_WHAT IS REQUIRED_: Each entry below should be printed exactly as given.

════════════════════

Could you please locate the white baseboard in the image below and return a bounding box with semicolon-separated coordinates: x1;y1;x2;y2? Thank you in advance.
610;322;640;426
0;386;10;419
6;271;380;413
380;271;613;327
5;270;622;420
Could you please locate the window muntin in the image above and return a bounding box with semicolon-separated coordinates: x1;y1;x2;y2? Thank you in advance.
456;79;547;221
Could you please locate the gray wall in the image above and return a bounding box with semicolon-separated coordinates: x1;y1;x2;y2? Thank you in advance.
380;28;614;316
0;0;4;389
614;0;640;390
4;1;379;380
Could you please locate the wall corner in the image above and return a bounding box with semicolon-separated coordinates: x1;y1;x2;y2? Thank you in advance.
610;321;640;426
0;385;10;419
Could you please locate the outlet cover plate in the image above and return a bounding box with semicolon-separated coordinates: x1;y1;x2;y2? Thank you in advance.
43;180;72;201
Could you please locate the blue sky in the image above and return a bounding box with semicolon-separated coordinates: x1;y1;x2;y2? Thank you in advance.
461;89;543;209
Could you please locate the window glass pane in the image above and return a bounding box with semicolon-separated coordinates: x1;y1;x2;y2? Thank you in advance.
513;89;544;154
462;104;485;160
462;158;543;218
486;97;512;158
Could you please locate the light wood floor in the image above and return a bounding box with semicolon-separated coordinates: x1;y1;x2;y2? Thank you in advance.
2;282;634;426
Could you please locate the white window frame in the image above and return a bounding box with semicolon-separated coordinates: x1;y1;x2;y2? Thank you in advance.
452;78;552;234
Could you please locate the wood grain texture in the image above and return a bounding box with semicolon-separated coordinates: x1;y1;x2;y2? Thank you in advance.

════════════════════

_OUTPUT FOR THIS TASK_:
Could you please locate the white baseboard in the image below and return a bounding box with semicolon-separated coordinates: x1;y1;x2;y2? Thank you in advance.
610;322;640;426
0;386;10;419
6;271;380;413
380;271;613;327
5;270;622;420
Could you please locate the window muntin in the image above and return a bounding box with semicolon-separated coordinates: x1;y1;x2;y2? Thank you in advance.
456;79;547;221
Could you please locate the gray wall in the image above and return a bounding box with semicolon-separated coordinates: x1;y1;x2;y2? Thank you in advance.
380;28;614;316
0;0;4;389
614;0;640;390
4;1;379;380
Could you please locate the wall corner in the image above and return a bounding box with semicolon-separated coordinates: x1;y1;x2;y2? Thank you in advance.
610;321;640;426
0;385;10;419
Could you please locate the outlet cover plate in the image above and return a bounding box with semicolon-separated coordinates: x1;y1;x2;y2? Thank you in advance.
43;180;72;201
Could you please locate the blue sky in the image above and return a bounding box with semicolon-separated coordinates: x1;y1;x2;y2? Thank you in advance.
461;89;543;209
Could you please locate the window glass pane in the image above and return a bounding box with semicolon-separated coordinates: x1;y1;x2;y2? Thank you in advance.
513;89;544;154
462;104;485;160
462;158;543;218
486;97;512;158
Could you please locate the light wood floor in the image above and return a bounding box with semicolon-separated coordinates: x1;y1;x2;y2? Thank you in advance.
2;282;634;426
Could you please locate the white window frame in the image above and return a bounding box with semicolon-separated coordinates: x1;y1;x2;y2? Thank you in advance.
452;78;552;234
Could you please locate the wood grain texture in the image above and return a bounding box with semicolon-separated coordinates: x1;y1;x2;y2? Thank you in advance.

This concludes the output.